The data should be printed again, exactly.

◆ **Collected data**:
# # # #
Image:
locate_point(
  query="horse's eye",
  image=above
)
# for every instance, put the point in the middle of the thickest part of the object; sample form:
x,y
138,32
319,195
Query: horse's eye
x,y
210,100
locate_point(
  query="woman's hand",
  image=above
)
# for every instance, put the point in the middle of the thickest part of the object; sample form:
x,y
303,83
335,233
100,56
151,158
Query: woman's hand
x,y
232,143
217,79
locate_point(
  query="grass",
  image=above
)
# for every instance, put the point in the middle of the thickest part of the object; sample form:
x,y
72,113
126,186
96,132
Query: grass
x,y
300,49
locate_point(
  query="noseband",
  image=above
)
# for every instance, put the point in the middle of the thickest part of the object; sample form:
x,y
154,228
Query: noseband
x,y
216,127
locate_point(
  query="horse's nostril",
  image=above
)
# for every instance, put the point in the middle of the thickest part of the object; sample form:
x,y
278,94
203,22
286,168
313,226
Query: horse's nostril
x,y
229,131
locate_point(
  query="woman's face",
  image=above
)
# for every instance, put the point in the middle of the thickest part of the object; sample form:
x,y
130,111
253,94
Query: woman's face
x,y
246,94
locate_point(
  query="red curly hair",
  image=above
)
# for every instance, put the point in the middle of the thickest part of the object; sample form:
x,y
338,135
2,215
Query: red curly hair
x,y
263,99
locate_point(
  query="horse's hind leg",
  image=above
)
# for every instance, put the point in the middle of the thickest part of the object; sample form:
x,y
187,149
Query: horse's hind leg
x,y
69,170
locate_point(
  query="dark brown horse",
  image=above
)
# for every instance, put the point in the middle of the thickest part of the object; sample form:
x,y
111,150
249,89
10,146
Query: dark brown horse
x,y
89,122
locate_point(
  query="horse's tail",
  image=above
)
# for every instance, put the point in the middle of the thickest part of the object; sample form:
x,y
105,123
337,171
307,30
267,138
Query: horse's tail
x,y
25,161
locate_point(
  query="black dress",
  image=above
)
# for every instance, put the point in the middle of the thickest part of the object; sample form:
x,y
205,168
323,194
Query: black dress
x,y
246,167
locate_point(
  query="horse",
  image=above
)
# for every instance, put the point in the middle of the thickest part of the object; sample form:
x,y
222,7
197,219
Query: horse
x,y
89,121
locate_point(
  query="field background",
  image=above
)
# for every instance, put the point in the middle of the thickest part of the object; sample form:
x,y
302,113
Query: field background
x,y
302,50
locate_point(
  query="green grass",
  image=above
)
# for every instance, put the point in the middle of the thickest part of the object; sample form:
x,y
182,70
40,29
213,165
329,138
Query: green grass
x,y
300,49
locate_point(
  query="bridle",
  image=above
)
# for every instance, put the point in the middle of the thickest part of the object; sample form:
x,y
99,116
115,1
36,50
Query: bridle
# # # #
◆ **Result for this exercise**:
Image:
locate_point(
  query="horse's eye",
  image=above
)
# for every instance, put the point in the middle of the thickest part of the object; sample form:
x,y
138,32
319,195
Query: horse's eye
x,y
210,100
locate_point(
  query="woman's hand",
  image=above
)
# for every instance, put the point in the middle of the thickest part of the object; sample form:
x,y
303,83
335,233
100,56
151,158
Query: woman's hand
x,y
232,143
217,79
locate_point(
  query="grass",
  image=above
)
# for every instance, put the point in the middle of the thickest part of the object; sample form:
x,y
72,113
126,186
96,132
Query: grass
x,y
300,49
locate_point(
  query="noseband",
  image=above
)
# for every instance, put the point in the middle of the thickest part of the object; sample form:
x,y
154,228
Query: noseband
x,y
216,127
locate_point(
  query="horse's nostril",
  image=above
)
# for every instance, put the point in the middle of the thickest part of the object; sample form:
x,y
278,94
203,22
286,168
313,226
Query: horse's nostril
x,y
229,131
locate_point(
  query="woman's face",
  image=above
)
# for every instance, put the point in the middle of the thickest part of the object; sample form:
x,y
130,111
253,94
Query: woman's face
x,y
246,94
locate_point(
  query="red curly hair",
  image=above
)
# for every instance, put the point in the middle of the thickest part of the object; sample form:
x,y
338,135
2,215
Query: red curly hair
x,y
263,99
locate_point(
  query="horse's hind leg",
  image=above
)
# for every instance, put the point in the middle of the thickest part of the object; sample form:
x,y
187,149
Query: horse's hind leg
x,y
69,170
locate_point(
  query="dark brown horse",
  image=above
)
# for every instance, put the point in the middle of the thickest part of the object; sample form:
x,y
111,150
249,89
10,146
Query: dark brown horse
x,y
89,122
locate_point(
  query="horse's tail",
  image=above
)
# for every instance, put the point in the middle of the thickest part of the object; sample form:
x,y
105,123
337,171
307,30
267,138
Query: horse's tail
x,y
25,161
locate_point(
  query="black dress",
  image=above
)
# for every instance, put the point in the middle of the thickest part of the object; sample form:
x,y
205,168
323,194
Query: black dress
x,y
246,167
locate_point(
  query="horse",
  image=above
)
# for every instance, put the point in the middle of the thickest part of the object; sample form:
x,y
222,7
197,219
Query: horse
x,y
89,121
locate_point(
  query="field background",
  image=above
)
# for every instance, put the point in the middle of the thickest part of the object; sample form:
x,y
302,113
Query: field background
x,y
302,50
locate_point(
  query="green grass",
  image=above
)
# for every instance, put the point in the middle of the thickest part of the object; sample form:
x,y
182,70
40,29
213,165
329,138
Query: green grass
x,y
300,49
locate_point(
  query="bridle",
  image=above
)
# for every instance, put the point in the middle of the thickest part of the object; sample form:
x,y
99,116
115,1
36,50
Query: bridle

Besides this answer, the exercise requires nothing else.